TEXT PASSAGE

★ ★ ★ ★ ★ ★ ★

THEOREM 1 Every rearrangement of $\sum a_n$ converges to the same sum.

THEOREM 2 If $\{n_k\}$ is a sequence of positive integers such that $1=n_1<n_2<n_3<\cdots$, then $$\sum^\infty_{k=1}\sum^{n_{k+1}-1}_{n=n_k}a_n=\sum^\infty_{n=1} a_n\text{.}$$

PROOF Partial sums the former series is a subsequence of the latter.

THEOREM 3 If $\{a_n\}$ is arranged in a double sequence $\{b_{jk}\}$ as follows: $$\begin{array}{ll} b_{11}&=a_1&b_{12}&=a_{N+1}&b_{13}&=a_{2N+1}&\cdots\\ b_{21}&=a_2&b_{22}&=a_{N+2}&b_{23}&=a_{2N+2}&\cdots\\ &\vdots&&\vdots&&\vdots&\\ b_{N1}&=a_N&b_{N2}&=a_{2N}&b_{N3}&=a_{3N}&\cdots \end{array}$$ then $\sum_{k} b_{jk}$ converges for $j=1,\dots,N$, and $\sum_j\sum_kb_{jk}$ converges to $\sum_na_n$.

PROOF The convergence of $\sum_kb_{jk}$ follows from the absolute convergence of $\sum a_n$ and Cauchy criterion. For each $K$, $$ \sum^N_{j=1}\sum^K_{k=1} b_{jk}=\sum^K_{k=1}\sum^N_{j=1}b_{jk}=\sum^K_{k=1}\sum^{kN}_{j=1+(k-1)N}a_j\text{.}$$ Letting $K\rightarrow\infty$, by THEOREM 2, we obtain $\sum^N_{j=1}\sum^\infty_{k=1}b_{jk}=\sum^\infty_{k=1}a_k$.

★ ★ ★ ★ ★ ★ ★

(Rows excerpted from a collection)
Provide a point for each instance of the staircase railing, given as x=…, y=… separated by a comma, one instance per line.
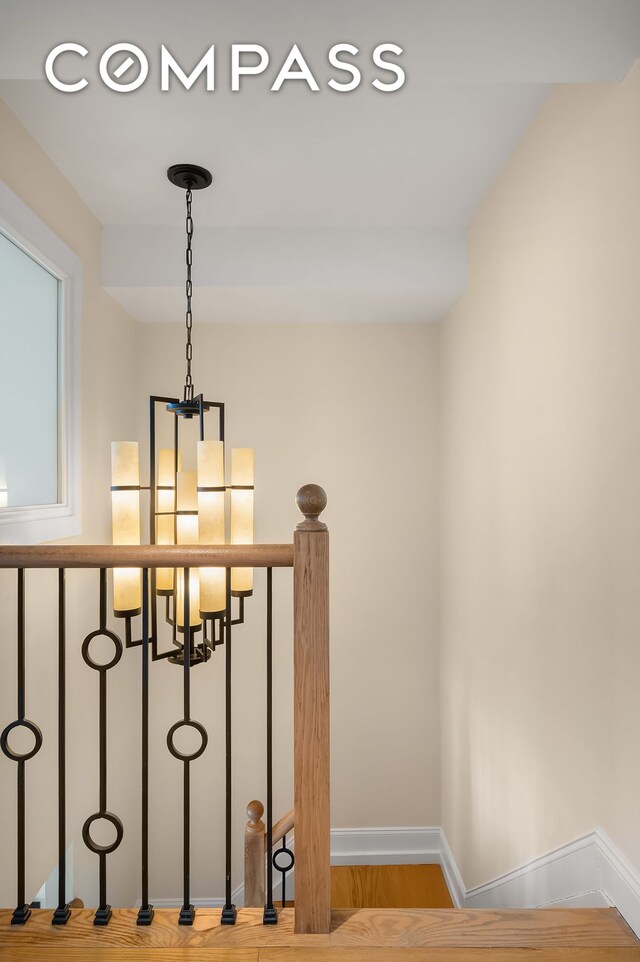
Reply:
x=259, y=857
x=309, y=558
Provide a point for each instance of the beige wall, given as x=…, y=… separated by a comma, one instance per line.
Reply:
x=540, y=614
x=352, y=407
x=107, y=393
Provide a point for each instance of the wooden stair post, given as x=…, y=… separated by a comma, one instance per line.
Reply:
x=254, y=856
x=311, y=714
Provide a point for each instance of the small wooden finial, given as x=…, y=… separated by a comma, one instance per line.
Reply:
x=312, y=500
x=255, y=811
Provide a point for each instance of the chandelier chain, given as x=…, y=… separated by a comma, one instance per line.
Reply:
x=188, y=384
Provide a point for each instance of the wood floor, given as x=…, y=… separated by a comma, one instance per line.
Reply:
x=426, y=929
x=357, y=935
x=389, y=887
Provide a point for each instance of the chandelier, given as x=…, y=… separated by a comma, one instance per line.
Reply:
x=187, y=499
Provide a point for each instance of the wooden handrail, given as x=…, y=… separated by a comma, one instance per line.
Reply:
x=281, y=828
x=255, y=847
x=146, y=556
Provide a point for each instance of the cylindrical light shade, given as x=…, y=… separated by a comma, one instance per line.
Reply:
x=211, y=493
x=195, y=620
x=166, y=506
x=187, y=526
x=242, y=513
x=125, y=520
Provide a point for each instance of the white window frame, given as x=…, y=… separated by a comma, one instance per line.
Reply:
x=51, y=522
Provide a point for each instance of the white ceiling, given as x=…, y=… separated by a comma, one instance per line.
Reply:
x=313, y=191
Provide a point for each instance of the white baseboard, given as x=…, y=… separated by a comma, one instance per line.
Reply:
x=589, y=872
x=385, y=846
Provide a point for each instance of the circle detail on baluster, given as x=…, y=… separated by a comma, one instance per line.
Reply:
x=94, y=846
x=37, y=740
x=117, y=644
x=187, y=724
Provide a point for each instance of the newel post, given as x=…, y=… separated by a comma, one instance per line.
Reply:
x=311, y=714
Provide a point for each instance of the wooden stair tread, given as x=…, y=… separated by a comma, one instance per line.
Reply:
x=360, y=928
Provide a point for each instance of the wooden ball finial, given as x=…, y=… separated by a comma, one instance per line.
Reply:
x=255, y=811
x=312, y=500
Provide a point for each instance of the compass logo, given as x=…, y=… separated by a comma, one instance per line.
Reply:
x=124, y=67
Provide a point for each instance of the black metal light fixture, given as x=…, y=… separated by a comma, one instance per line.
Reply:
x=187, y=503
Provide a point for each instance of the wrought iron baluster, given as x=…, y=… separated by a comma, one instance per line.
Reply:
x=270, y=915
x=145, y=913
x=63, y=910
x=22, y=911
x=103, y=912
x=229, y=913
x=187, y=912
x=283, y=860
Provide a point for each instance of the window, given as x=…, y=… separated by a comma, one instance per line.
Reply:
x=40, y=281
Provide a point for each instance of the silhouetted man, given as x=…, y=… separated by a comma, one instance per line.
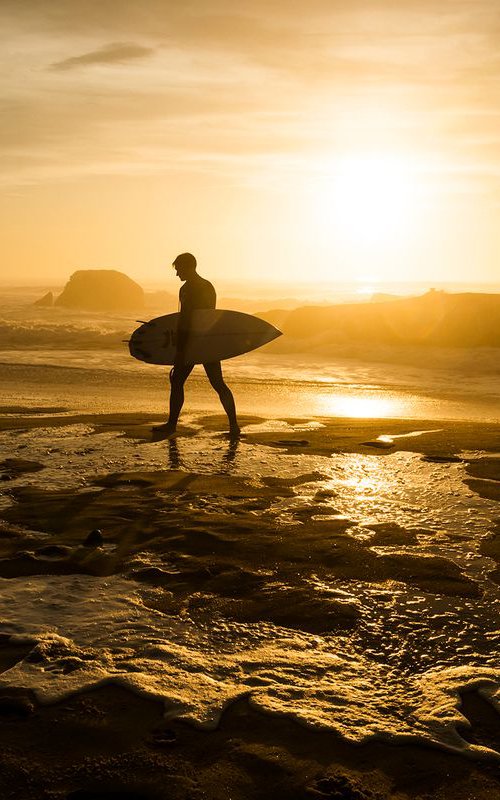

★ ★ ★ ★ ★ ★ ★

WHAT YOU NEED TO DO
1. Write out the series theorems passage again, starting at "THEOREM 2 If" and ending at "converges to $\sum_na_n$.", and change "positive integers" to "natural numbers".
2. Answer these questions about the series theorems passage:
(a) In Theorem 2, what value is the first term n_1 of the integer sequence given?
(b) In the proof of Theorem 3, what two things does the convergence of the row sums over k follow from?
(c) Which theorem is cited after letting K go to infinity?

RESPONSES PER TASK
1.
THEOREM 2 If $\{n_k\}$ is a sequence of natural numbers such that $1=n_1<n_2<n_3<\cdots$, then $$\sum^\infty_{k=1}\sum^{n_{k+1}-1}_{n=n_k}a_n=\sum^\infty_{n=1} a_n\text{.}$$

PROOF Partial sums the former series is a subsequence of the latter.

THEOREM 3 If $\{a_n\}$ is arranged in a double sequence $\{b_{jk}\}$ as follows: $$\begin{array}{ll} b_{11}&=a_1&b_{12}&=a_{N+1}&b_{13}&=a_{2N+1}&\cdots\\ b_{21}&=a_2&b_{22}&=a_{N+2}&b_{23}&=a_{2N+2}&\cdots\\ &\vdots&&\vdots&&\vdots&\\ b_{N1}&=a_N&b_{N2}&=a_{2N}&b_{N3}&=a_{3N}&\cdots \end{array}$$ then $\sum_{k} b_{jk}$ converges for $j=1,\dots,N$, and $\sum_j\sum_kb_{jk}$ converges to $\sum_na_n$.

2.
(a) 1
(b) The absolute convergence of the series of a_n and the Cauchy criterion.
(c) Theorem 2